─── Text segment ───
Yes, $699 beats the $2,800 you'd pay for a Mac with a 17-in. screen. But when it comes to PCs, there's still a great deal more to buy.
First, there's security software. The PC in question comes with a 60-day trial Norton Internet Security 2009 from Symantec (SYMC). After the trial runs out you'll pay Symantec $50 a year to protect your PC (and up to two others in your home) from all the nasty viruses, worms, and other malware lurking on the Internet. That's $150 over the three years Lauren is likely to hold on to her PC. No need for antivirus on the Mac.
Next, let's say something goes wrong on the computer once the warranty expires and that it requires the intervention of a third party. Geek Squad will charge you $129 just for a diagnosis. A diagnosis from the Genius Bar in Apple's retail stores? Free.
Then there's iLife, the suite of multimedia tools that comes standard on the Mac. With iLife you can organize photos and home movies and turn them into watchable DVDs. Garageband helps you create your own music and another iLife element aids in Web site creation.
Extras Cost Extra
It's hard to replicate that bundle if you're a Windows user. The Hewlett-Packard (HPQ) machine in Lauren's case does ship with discs for Muvee Reveal, a video-editing program that usually costs $80, and CyberLink DVD Suite, which runs $104. But if she wants Adobe's (ADBE) Photoshop Elements, including a membership in Photoshop.com Plus, she'll need to shell out about $140. Sonic Solutions' (SNIC) Roxio Creator 2009, which combines video-editing and DVD-creating tools, will cost another $100. And the closest equivalent to Garageband on Windows is Cubase Sequel and it goes for another $100.
Add it all up and it's not hard to imagine Lauren's $699 computer costing something closer to $1,500.
But that doesn't include harder-to-quantify shortcomings. The HP's battery lasts only 2.5 hours on a charge, compared with eight hours for the 17-in. MacBook Pro, which also happens to be 1.2 lb. lighter and boasts substantially better screen resolution: 1,920 pixels wide by 1,200 high, vs. 1,440 by 900 for the HP.
Even if Lauren doesn't care about pixels and multimedia software, her machine still doesn't measure up when it comes to overall consumer satisfaction. No less an authority than Consumer Reports rated Lauren's computer fourth in a class of six with 17- to 18-in. displays. The MacBook Pro was tops, despite its higher price.
PC Makers Should Focus More on Quality
Usually silent on such things, Apple did give me a comment on the Microsoft ads. "A PC is no bargain when it doesn't do what you want," Apple spokesman Bill Evans says. "The one thing that both Apple and Microsoft can agree on is that everyone thinks the Mac is cool. With its great designs and advanced software, nothing matches it at any price." Microsoft declined to comment.
Microsoft and its hardware partners wouldn't have to make this case had they focused less in the past decade on driving prices down and more on quality. Forrester Research (FORR) recently released results of a study of consumer experiences with computer companies, assessing their view of a machine's usefulness, usability, and enjoyability. Apple ran the table in all three categories, well ahead of Gateway (now a unit of Acer), HP, and Dell (DELL).
PC makers in the Windows camp have done everything possible to make their products progressively worse by cutting corners to save pennies per unit and boost sales volume. There's good reason Apple is seeing healthy profits while grabbing market share. It refuses to budge on quality and so charges a higher price. Rather than running ads that seem clever at first but really aren't, the Windows guys ought to take the hint and just build better computers.
───
List every company that the article on Mac and PC costs follows with a stock ticker symbol in parentheses, and give each ticker.
─── Extracted records ───
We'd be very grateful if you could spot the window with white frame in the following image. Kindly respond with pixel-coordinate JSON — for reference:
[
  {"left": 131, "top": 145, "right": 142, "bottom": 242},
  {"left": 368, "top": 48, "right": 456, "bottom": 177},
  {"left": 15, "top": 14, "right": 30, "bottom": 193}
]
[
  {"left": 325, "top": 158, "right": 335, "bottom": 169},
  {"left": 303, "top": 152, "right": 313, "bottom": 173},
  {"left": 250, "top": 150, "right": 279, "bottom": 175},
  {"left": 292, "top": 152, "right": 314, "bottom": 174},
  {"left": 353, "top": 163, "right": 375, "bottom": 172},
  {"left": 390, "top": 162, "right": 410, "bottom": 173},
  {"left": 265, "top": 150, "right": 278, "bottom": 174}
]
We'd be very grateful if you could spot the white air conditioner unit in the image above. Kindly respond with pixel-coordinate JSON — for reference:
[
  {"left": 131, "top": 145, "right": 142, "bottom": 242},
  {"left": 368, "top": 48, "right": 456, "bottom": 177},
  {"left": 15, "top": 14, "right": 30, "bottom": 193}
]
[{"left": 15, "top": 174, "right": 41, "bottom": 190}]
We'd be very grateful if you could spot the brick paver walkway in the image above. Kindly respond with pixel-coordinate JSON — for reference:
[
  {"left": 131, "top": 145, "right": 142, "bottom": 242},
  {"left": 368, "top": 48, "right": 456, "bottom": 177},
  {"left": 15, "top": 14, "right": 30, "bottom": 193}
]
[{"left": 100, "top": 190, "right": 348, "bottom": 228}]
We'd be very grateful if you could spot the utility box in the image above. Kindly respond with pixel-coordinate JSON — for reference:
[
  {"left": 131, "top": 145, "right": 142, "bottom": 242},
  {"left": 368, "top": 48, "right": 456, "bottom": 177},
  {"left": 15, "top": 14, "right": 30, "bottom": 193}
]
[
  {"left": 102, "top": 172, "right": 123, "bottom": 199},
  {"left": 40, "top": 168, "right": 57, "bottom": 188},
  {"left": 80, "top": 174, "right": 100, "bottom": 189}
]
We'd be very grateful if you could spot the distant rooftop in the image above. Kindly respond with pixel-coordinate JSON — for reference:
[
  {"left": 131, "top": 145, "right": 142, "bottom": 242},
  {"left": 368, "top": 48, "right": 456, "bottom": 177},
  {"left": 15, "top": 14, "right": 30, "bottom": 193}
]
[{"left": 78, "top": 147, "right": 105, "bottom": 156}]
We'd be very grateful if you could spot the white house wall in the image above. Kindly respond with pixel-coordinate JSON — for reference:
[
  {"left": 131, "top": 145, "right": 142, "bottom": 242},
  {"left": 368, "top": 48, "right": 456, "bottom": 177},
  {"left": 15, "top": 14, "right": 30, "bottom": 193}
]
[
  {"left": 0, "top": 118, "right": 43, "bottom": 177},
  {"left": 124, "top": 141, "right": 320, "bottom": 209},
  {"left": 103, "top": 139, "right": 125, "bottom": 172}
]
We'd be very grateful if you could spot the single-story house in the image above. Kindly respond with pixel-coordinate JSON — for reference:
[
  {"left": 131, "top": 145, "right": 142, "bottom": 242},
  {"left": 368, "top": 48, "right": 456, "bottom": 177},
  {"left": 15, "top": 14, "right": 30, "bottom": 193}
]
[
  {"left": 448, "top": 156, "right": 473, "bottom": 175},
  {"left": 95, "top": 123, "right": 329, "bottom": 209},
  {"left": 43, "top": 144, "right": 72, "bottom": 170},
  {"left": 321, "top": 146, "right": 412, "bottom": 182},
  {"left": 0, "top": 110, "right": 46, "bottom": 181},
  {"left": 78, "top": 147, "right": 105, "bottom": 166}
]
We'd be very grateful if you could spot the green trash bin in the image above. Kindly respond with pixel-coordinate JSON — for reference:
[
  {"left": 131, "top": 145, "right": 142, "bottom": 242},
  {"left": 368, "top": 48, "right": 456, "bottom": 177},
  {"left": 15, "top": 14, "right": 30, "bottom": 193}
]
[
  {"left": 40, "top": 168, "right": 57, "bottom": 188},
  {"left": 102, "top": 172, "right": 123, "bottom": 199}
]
───
Answer for the task:
- Symantec (SYMC)
- Hewlett-Packard (HPQ)
- Adobe (ADBE)
- Sonic Solutions (SNIC)
- Forrester Research (FORR)
- Dell (DELL)